#### [PASSAGE À EXAMINER]
########################################

Intervention de Denis Prieur

Commission d'enquête Autorités administratives indépendantes — Réunion du 22 juillet 2015 à 14h36
Audition de M. Denis Prieur président du comité d'indemnisation des victimes des essais nucléaires civen

Denis Prieur, président du comité d'indemnisation des victimes des essais nucléaires (CIVEN) :

Tout à fait. La possibilité de demander réparation est ouverte aux victimes elles-mêmes, qui ont été exposées à des rayonnements ionisants consécutifs à des essais nucléaires, ainsi qu'à leurs ayant-droits pendant une période qui a d'abord été fixée à cinq ans à compter de la promulgation de la loi de 2010 avant de se voir prorogée pour une nouvelle période de cinq ans coïncidant avec la loi de programmation militaire 2014-2019. Les dossiers qui nous arrivent actuellement sont plus souvent déposés par des ayant-droits que par les victimes elles-mêmes. Mais nous traitons également des dossiers de victimes lesquelles, tout en souffrant de maladies graves, sont encore en vie.

########################################

#### [CONTENU DES DONNÉES]
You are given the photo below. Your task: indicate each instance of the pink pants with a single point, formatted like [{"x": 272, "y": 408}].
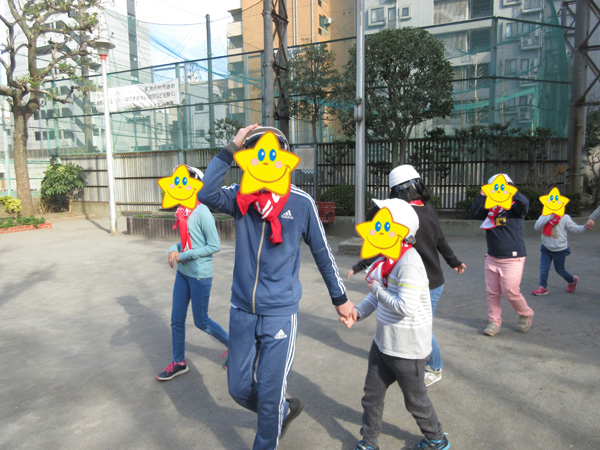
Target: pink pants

########################################

Rédigez la suite de l'intervention de Denis Prieur sur l'indemnisation des victimes des essais nucléaires, en commençant après sa dernière phrase.

Tout ce système repose sur une présomption de causalité inscrite dans la loi : ainsi, se trouver sur un territoire où se sont déroulés des essais nucléaires, en y exerçant des fonctions susceptibles d'exposer à des rayonnements ionisants, crée une présomption de causalité expliquant le développement ultérieur de l'une des vingt-et-une maladies relatives à l'exposition nucléaire et figurant à l'annexe du décret. Dans de telles conditions, la loi prévoit que l'État apporte une réparation intégrale au préjudice subi. Toutefois, cette présomption ne s'applique pas si, au regard de la nature de la maladie et des conditions d'exposition, le risque relatif à l'exposition aux essais nucléaires peut être considéré comme négligeable. Tout tient dans cette restriction.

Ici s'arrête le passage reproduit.